— COMPITO 1 —
Elenca le misure contro il virus che il testo sul futuro di Venezia dopo il coronavirus indica come già in atto.
— COMPITO 2 —
Prosegui il testo sul futuro di Venezia dopo il coronavirus, partendo dopo la sua ultima frase.

— TESTO —
Se qualcosa di buono possiamo trovare fra le macerie lasciate dal coronavirus, è forse l’occasione per discutere del futuro di Venezia con occhi diversi.
Abbiamo la possibilità di metterci a tavolino partendo quasi da zero, elaborando nuove idee e nuove opportunità, nuovi schemi, nuovi paradigmi urbanistici, economici e sociali.
Possiamo ridisegnare, come davanti a un foglio bianco, i modelli che finora hanno tratteggiato la storia recente della nostra città.
È un esercizio che ci siamo permessi di fare raccogliendo le risposte di molti cittadini, anche acquisiti o d’elezione. Partendo dal Primo Cittadino e cercando di sondare tutti gli ambiti di questa grande realtà che, come sempre, e sempre più spesso in questi ultimi mesi, si asciuga le lacrime, si rimbocca le maniche e si rimette al lavoro.
Da oggi, un intervento al giorno per 10 giorni, pubblicheremo i contributi di quanti hanno condiviso con Metropolitano.it idee e suggestioni, immaginando con noi le prospettive e il futuro di una città che si reinventa.
«Il grande interrogativo è: dovremo realmente convivere con il virus (o un altro a venire) o questa rimane un’ipotesi improbabile? Si può rispondere solo in termini generali. La società contemporanea dovrebbe avere la capacità di prevedere reazioni a possibili catastrofi naturali o sanitarie.
Si tratta di un’annosa questione. Per l’Italia, se si pensa a quanti terremoti abbiamo dovuto subire, e quanto poco siano state realizzate condizioni di prevenzione e modalità di ricostruzione, la risposta sarebbe scoraggiante. Inoltre, se si analizzano gli scarsi investimenti per l’antisismico, per la sanità (parlo di infrastrutture degne di affrontare non solo il presente, ma appunto crisi globali come il Covid19), ma ancor più in generale per la ricerca, che non hanno messo al sicuro la popolazione non solo da imprevisti, ma anche dalle crisi che già conosciamo (penso anche per Venezia all’acqua alta), sono evidenti i gravi ritardi di cui siamo, come Paese, responsabili. Quindi per me convivere con il virus non significa pensare solo alle misure già in atto (distanziamento, monitoraggio, attrezzature mediche atte a combattere il ritorno del virus), ma significa pianificare e investire in un sistema nazionale che sia pronto ad affrontare quanto già conosciamo, e significa avere basi infrastrutturali e professionali che non ci facciano trovare completamente impreparati per quello che ancora non conosciamo. Senza sottovalutare quanto di buono è stato comunque fatto, per esempio in termini di protezione civile.

— MATERIALE FORNITO —

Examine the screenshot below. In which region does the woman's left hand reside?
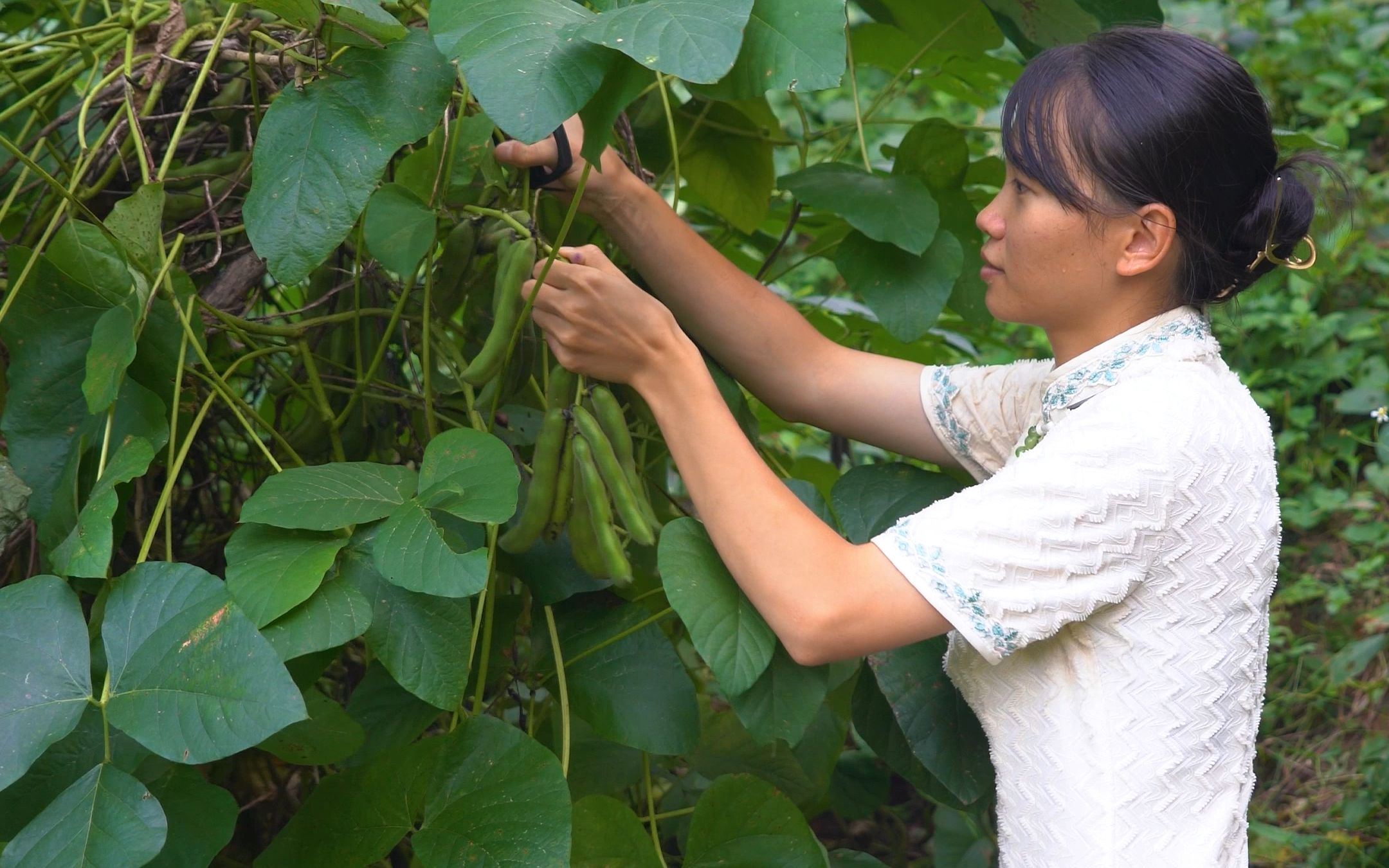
[521,244,689,384]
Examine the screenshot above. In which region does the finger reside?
[559,244,622,275]
[492,136,559,168]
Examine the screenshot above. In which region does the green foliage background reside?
[0,0,1389,868]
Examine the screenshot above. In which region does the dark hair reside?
[1001,26,1336,311]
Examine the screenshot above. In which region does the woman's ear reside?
[1115,203,1177,278]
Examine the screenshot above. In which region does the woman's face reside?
[974,159,1118,329]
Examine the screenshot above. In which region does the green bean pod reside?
[574,404,656,546]
[460,239,535,386]
[497,407,567,554]
[571,436,632,584]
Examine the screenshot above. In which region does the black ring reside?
[531,125,574,189]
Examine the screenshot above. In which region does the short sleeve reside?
[872,386,1179,664]
[921,358,1054,479]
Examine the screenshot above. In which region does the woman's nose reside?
[974,196,1003,240]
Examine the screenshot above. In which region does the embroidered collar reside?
[1042,305,1219,425]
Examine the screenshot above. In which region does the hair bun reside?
[1222,154,1321,294]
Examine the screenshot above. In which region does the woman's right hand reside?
[495,114,635,217]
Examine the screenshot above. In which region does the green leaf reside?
[226,516,350,625]
[547,602,698,754]
[656,518,776,694]
[82,301,139,413]
[684,775,825,868]
[835,231,964,341]
[345,660,439,765]
[728,644,830,746]
[50,433,154,578]
[576,0,753,85]
[146,765,237,868]
[570,795,661,868]
[260,687,367,765]
[675,103,776,233]
[878,118,970,192]
[700,0,844,100]
[0,575,92,790]
[102,563,305,764]
[323,0,410,42]
[255,739,443,868]
[868,636,993,804]
[0,763,168,868]
[429,0,608,141]
[341,547,472,709]
[104,181,164,278]
[243,31,454,284]
[361,183,435,273]
[419,428,521,523]
[579,54,651,172]
[0,703,151,840]
[242,461,415,530]
[831,461,960,545]
[983,0,1100,54]
[372,500,487,597]
[254,0,320,29]
[411,714,572,868]
[778,163,940,254]
[261,576,371,660]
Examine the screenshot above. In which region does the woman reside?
[497,28,1312,868]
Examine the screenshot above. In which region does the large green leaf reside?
[343,660,440,765]
[868,636,993,802]
[656,518,776,694]
[102,563,305,764]
[831,461,960,543]
[835,231,964,343]
[141,765,237,868]
[570,795,661,868]
[226,516,347,626]
[242,31,454,284]
[728,644,830,745]
[242,461,415,530]
[361,183,435,280]
[576,0,753,85]
[419,428,521,523]
[411,715,571,868]
[50,433,154,578]
[261,576,371,660]
[255,739,442,868]
[340,541,472,709]
[260,687,367,765]
[684,775,825,868]
[0,763,168,868]
[0,703,151,842]
[700,0,844,100]
[429,0,608,141]
[0,575,92,790]
[675,103,776,233]
[545,600,698,754]
[778,163,940,254]
[372,500,487,597]
[0,247,127,525]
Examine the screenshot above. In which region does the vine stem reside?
[159,0,241,181]
[656,72,680,211]
[545,606,570,778]
[844,21,872,175]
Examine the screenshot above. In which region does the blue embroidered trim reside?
[1042,315,1213,420]
[893,522,1018,656]
[931,368,970,455]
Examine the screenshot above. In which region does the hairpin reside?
[1215,175,1317,298]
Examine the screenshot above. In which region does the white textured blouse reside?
[872,307,1282,868]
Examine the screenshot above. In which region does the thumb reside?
[493,136,559,168]
[559,244,622,276]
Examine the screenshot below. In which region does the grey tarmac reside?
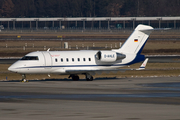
[0,77,180,120]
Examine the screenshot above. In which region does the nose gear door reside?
[42,52,52,69]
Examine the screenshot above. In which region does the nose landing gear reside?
[21,74,28,82]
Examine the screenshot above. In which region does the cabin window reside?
[21,56,39,60]
[55,58,58,62]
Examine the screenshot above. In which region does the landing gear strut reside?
[69,75,79,81]
[22,74,28,82]
[85,74,93,81]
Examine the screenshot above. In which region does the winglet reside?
[136,58,149,70]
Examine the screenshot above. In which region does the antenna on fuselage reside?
[47,48,50,52]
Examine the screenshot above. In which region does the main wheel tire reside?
[86,76,93,81]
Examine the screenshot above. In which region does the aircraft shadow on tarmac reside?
[1,77,119,82]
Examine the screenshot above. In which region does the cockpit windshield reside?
[21,56,39,60]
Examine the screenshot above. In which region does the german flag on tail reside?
[134,39,138,42]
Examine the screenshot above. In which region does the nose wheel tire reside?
[21,74,28,82]
[86,74,93,81]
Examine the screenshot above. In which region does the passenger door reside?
[42,52,52,69]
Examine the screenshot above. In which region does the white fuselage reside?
[8,25,154,80]
[9,50,136,74]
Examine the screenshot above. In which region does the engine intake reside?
[96,51,126,62]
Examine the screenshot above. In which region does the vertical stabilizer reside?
[118,25,153,54]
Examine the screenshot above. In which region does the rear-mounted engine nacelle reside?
[96,51,126,62]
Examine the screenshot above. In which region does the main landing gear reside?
[69,73,93,81]
[69,74,79,81]
[21,74,28,82]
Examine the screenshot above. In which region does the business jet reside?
[8,24,153,81]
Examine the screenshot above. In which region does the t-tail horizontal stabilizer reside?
[136,58,149,70]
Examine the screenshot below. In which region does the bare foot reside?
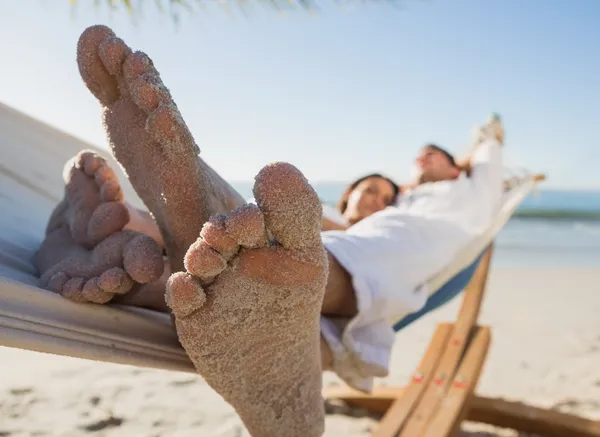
[77,26,244,272]
[46,150,129,248]
[166,163,327,437]
[36,226,164,303]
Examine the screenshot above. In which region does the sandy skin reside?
[77,26,244,272]
[35,151,164,303]
[77,26,327,437]
[167,163,327,437]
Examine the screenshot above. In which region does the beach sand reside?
[0,269,600,437]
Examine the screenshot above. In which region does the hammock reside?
[0,101,534,372]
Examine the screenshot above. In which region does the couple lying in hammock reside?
[37,26,503,437]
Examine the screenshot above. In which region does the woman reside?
[323,173,400,231]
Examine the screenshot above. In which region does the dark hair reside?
[423,144,458,168]
[337,173,400,214]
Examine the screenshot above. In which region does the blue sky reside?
[0,0,600,188]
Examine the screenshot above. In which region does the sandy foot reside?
[36,151,164,303]
[77,26,243,272]
[46,150,129,248]
[167,163,327,437]
[36,226,164,303]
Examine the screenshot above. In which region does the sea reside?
[233,182,600,268]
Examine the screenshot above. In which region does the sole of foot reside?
[36,226,164,304]
[46,150,129,249]
[166,163,327,437]
[77,26,218,272]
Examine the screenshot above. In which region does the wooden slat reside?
[424,327,491,437]
[468,397,600,437]
[371,324,452,437]
[323,387,600,437]
[399,246,492,437]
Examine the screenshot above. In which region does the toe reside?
[254,163,323,249]
[129,74,171,113]
[200,214,239,259]
[59,278,86,302]
[82,278,114,304]
[100,179,124,202]
[165,272,206,317]
[98,36,131,77]
[183,239,227,281]
[86,202,129,246]
[77,26,119,105]
[79,152,106,177]
[123,51,158,85]
[97,267,133,294]
[123,234,165,284]
[225,204,267,248]
[146,104,200,160]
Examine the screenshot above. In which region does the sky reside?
[0,0,600,189]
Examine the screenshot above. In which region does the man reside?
[37,26,503,437]
[321,117,503,391]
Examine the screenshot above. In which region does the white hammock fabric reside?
[0,104,534,372]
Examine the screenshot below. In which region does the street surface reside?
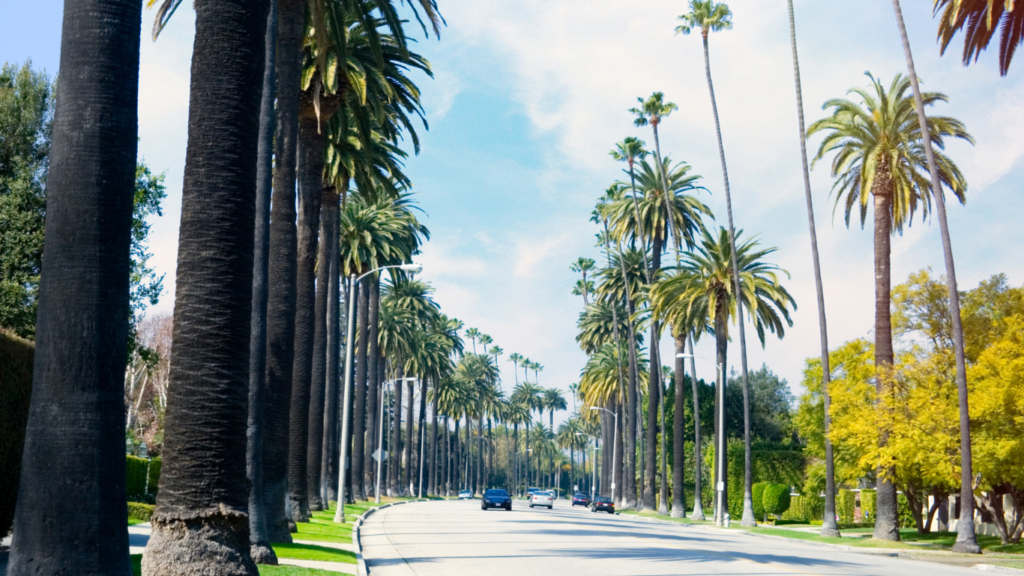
[361,500,983,576]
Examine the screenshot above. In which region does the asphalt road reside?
[361,500,979,576]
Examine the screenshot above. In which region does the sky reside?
[0,0,1024,428]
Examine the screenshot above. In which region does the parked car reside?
[480,488,512,510]
[590,496,615,515]
[529,490,555,510]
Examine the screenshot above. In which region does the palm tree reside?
[786,0,840,537]
[139,1,268,575]
[808,74,973,540]
[676,0,757,526]
[4,0,142,576]
[650,228,796,522]
[937,0,1024,76]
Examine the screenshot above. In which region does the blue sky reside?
[0,0,1024,422]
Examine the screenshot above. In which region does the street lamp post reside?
[676,354,726,526]
[590,406,618,502]
[334,263,423,524]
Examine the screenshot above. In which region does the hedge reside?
[836,490,857,524]
[145,456,164,496]
[0,329,36,538]
[128,502,157,522]
[125,454,150,498]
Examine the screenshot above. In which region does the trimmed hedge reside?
[128,502,157,522]
[145,456,164,496]
[836,490,857,524]
[0,329,36,538]
[125,454,150,498]
[763,484,790,517]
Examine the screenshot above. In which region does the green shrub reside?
[860,489,878,524]
[128,502,157,522]
[145,456,164,496]
[763,484,790,517]
[125,454,150,497]
[751,482,768,518]
[836,490,857,524]
[0,330,36,538]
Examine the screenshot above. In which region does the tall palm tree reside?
[808,74,973,540]
[142,1,268,575]
[650,228,796,522]
[786,0,840,537]
[937,0,1024,76]
[5,0,142,576]
[893,0,978,553]
[676,0,757,526]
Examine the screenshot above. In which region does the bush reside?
[125,455,150,497]
[145,456,164,496]
[763,484,790,517]
[836,490,857,524]
[0,330,36,538]
[751,482,768,518]
[128,502,157,522]
[860,489,878,524]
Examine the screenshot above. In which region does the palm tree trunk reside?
[143,0,267,576]
[246,0,278,565]
[351,275,373,500]
[893,0,981,553]
[702,31,758,526]
[263,0,306,542]
[288,98,326,522]
[361,274,383,496]
[4,0,141,576]
[672,326,697,518]
[786,0,840,537]
[874,178,899,541]
[686,334,705,521]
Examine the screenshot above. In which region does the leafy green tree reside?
[808,74,973,540]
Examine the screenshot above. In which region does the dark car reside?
[480,488,512,510]
[590,496,615,515]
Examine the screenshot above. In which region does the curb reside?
[352,498,430,576]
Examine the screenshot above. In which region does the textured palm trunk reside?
[672,326,696,518]
[306,187,338,510]
[786,0,840,537]
[893,0,978,553]
[701,30,758,526]
[263,0,306,542]
[321,214,341,502]
[288,99,326,522]
[246,0,278,565]
[352,275,376,500]
[686,334,705,521]
[356,275,383,495]
[142,0,267,576]
[872,177,899,541]
[4,0,140,576]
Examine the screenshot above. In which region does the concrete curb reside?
[352,498,430,576]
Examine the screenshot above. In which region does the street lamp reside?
[676,354,726,526]
[375,377,416,504]
[334,263,423,524]
[590,406,618,502]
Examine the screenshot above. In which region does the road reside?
[361,500,991,576]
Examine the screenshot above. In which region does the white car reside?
[529,491,555,510]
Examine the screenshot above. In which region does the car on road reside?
[480,488,512,510]
[590,496,615,515]
[529,490,555,510]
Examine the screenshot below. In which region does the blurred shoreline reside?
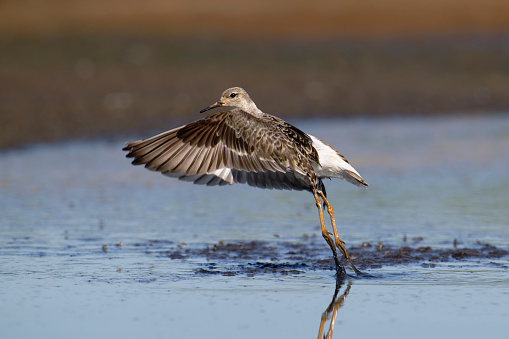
[0,35,509,148]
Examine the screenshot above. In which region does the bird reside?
[123,87,368,275]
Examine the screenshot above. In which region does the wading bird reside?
[124,87,368,274]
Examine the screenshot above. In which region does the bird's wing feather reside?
[124,110,316,190]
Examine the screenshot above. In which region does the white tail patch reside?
[309,135,367,186]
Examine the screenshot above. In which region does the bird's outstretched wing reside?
[124,110,314,190]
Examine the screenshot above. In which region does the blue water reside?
[0,115,509,338]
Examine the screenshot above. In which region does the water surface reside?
[0,115,509,338]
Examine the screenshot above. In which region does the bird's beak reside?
[200,101,224,113]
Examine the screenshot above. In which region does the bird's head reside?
[200,87,258,113]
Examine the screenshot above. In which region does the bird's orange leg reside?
[313,193,345,275]
[318,191,362,274]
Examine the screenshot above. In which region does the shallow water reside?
[0,115,509,338]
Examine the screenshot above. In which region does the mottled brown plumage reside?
[124,87,367,272]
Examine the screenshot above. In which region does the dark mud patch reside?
[159,240,509,276]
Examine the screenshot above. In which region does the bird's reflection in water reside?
[318,278,352,339]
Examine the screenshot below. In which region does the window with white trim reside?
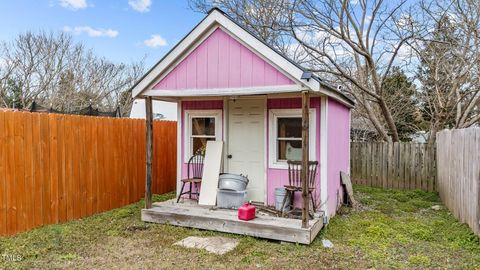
[184,110,222,162]
[269,109,316,168]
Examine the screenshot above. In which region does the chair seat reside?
[181,178,202,183]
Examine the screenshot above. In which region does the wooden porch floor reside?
[142,200,323,244]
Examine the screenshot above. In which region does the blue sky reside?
[0,0,204,68]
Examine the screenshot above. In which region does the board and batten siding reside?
[319,98,350,216]
[153,28,294,90]
[436,128,480,235]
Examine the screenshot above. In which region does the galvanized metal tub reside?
[218,173,248,191]
[217,189,247,209]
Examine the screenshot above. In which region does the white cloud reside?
[60,0,88,10]
[63,26,118,38]
[143,35,167,48]
[128,0,152,13]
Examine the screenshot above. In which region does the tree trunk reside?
[363,98,388,141]
[378,98,400,142]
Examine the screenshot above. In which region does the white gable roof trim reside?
[132,8,354,107]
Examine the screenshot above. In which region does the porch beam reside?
[300,91,310,228]
[145,97,153,209]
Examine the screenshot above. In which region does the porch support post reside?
[300,91,310,228]
[145,97,153,209]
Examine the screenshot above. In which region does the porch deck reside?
[142,200,323,244]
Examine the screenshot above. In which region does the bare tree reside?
[0,32,144,115]
[412,0,480,143]
[190,0,420,141]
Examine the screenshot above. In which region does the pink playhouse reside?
[133,9,354,245]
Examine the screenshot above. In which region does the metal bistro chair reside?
[281,160,318,216]
[177,151,205,203]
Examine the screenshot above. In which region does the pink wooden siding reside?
[266,97,321,207]
[154,28,294,90]
[327,98,350,216]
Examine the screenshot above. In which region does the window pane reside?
[277,140,302,160]
[277,117,302,138]
[192,138,215,155]
[192,117,215,136]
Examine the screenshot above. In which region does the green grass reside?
[0,186,480,269]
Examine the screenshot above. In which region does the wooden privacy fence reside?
[437,128,480,235]
[0,112,176,235]
[350,142,436,191]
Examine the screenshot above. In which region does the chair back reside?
[187,153,205,179]
[287,160,318,188]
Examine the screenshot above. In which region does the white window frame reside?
[183,110,222,163]
[268,108,317,169]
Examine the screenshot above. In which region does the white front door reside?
[227,99,265,202]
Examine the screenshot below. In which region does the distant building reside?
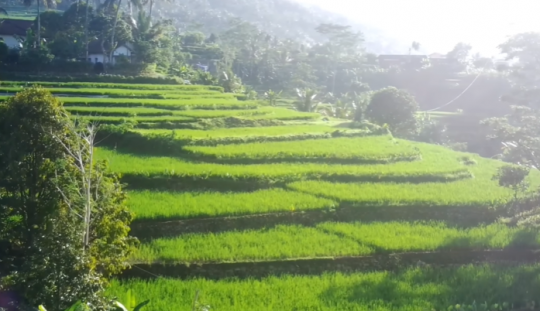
[0,19,34,49]
[88,41,134,64]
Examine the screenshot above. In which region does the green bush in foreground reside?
[109,265,540,311]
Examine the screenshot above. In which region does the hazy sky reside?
[296,0,540,56]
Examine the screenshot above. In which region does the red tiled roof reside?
[0,19,34,36]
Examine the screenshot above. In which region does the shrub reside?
[366,87,418,136]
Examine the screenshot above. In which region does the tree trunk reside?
[84,0,90,62]
[37,0,41,48]
[109,0,122,63]
[148,0,154,27]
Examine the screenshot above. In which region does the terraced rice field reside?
[7,82,540,311]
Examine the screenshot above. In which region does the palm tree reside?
[23,0,56,47]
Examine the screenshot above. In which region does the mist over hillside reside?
[154,0,407,54]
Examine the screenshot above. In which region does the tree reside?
[483,33,540,226]
[264,90,283,106]
[484,33,540,168]
[446,42,472,70]
[409,41,420,55]
[0,88,136,310]
[294,89,319,112]
[366,87,418,136]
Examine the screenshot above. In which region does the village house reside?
[88,41,134,65]
[0,19,34,49]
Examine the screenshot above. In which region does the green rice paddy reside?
[6,81,540,311]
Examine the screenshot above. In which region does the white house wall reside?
[114,45,131,57]
[88,54,103,64]
[0,35,21,49]
[88,46,131,64]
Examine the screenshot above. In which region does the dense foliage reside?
[0,88,135,310]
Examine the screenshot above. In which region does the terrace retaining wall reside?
[131,206,499,240]
[120,249,540,279]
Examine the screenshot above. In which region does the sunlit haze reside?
[296,0,540,56]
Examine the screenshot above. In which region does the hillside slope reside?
[154,0,397,53]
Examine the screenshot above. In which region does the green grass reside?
[74,116,196,124]
[0,87,232,100]
[0,81,223,92]
[96,144,470,182]
[288,178,513,207]
[135,125,348,139]
[169,109,268,119]
[185,136,420,163]
[108,265,540,311]
[250,107,322,121]
[50,97,257,110]
[65,106,175,117]
[135,222,540,263]
[128,189,335,219]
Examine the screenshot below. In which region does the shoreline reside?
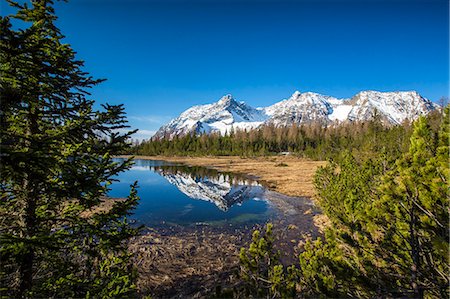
[118,155,326,199]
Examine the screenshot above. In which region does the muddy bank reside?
[114,157,324,298]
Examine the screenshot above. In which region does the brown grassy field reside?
[122,156,326,197]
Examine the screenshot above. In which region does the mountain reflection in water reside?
[108,159,275,227]
[150,165,265,211]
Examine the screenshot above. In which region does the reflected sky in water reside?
[109,160,272,226]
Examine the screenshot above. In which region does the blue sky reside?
[1,0,449,138]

— RISPOSTA 1 —
distanziamento; monitoraggio; attrezzature mediche atte a combattere il ritorno del virus

— RISPOSTA 2 —
Il dibattito su una Venezia capace di assorbire un turismo non cannibale o fondamentalmente mordi e fuggi, ma che non diventi nemmeno luogo solo per le élites privilegiate, è in corso da molto tempo. Questa crisi accelererà certamente la riflessione. Per quanto riguarda la cultura, penso si debba trasformare l’attività di istituzioni internazionali e prestigiose come la Biennale in un lavoro permanente, che oltre a produrre le sue storiche mostre (Arte Architettura Cinema Danza Musica Teatro) superi i confini dell’evento, spezzando la catena di una data di inaugurazione e una di chiusura, per aprirsi a un “laboratorio” permanente dell’eccellenza della ricerca nelle arti contemporanee, aperto a tutti coloro che possono e devono trovare in Venezia il luogo perfetto per lo sviluppo di questa ricerca. Quando, con uno slogan, dico che la Biennale deve diventare la DAVOS delle arti, voglio dire che anche attraverso collaborazioni con istituzioni analoghe, mondo universitario, istituti di formazione etc etc, si devono trovare i fondi necessari per residenze, formazione, convegni, pubblicazioni a favore di tutto il mondo della cultura.
Le Biennali del 2020 devono affrontare problemi gravissimi (come molti altri settori strategici quali il turismo), economici, organizzativi e di partecipazione. Per questo penso che tutto quello che si potrà fare quest’anno non dovrà essere giudicato dai risultati concreti (partecipanti, pubblico, biglietti venduti), ma dalla capacità di trovare soluzioni e proposte che migliorino, una volta finita la crisi, l’efficienza e l’impatto internazionale delle Mostre dei prossimi anni».